→ **What is needed**:
Every record that appears below should be transcribed exactly.

→ **Given data**:
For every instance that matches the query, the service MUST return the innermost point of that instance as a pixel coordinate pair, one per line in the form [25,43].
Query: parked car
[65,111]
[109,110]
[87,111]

→ **Exercise result**:
For every instance that matches the query, the service MUST return the innermost point of that instance as a pixel coordinate pair, one per line in the form [25,43].
Query: parked car
[65,111]
[109,110]
[87,111]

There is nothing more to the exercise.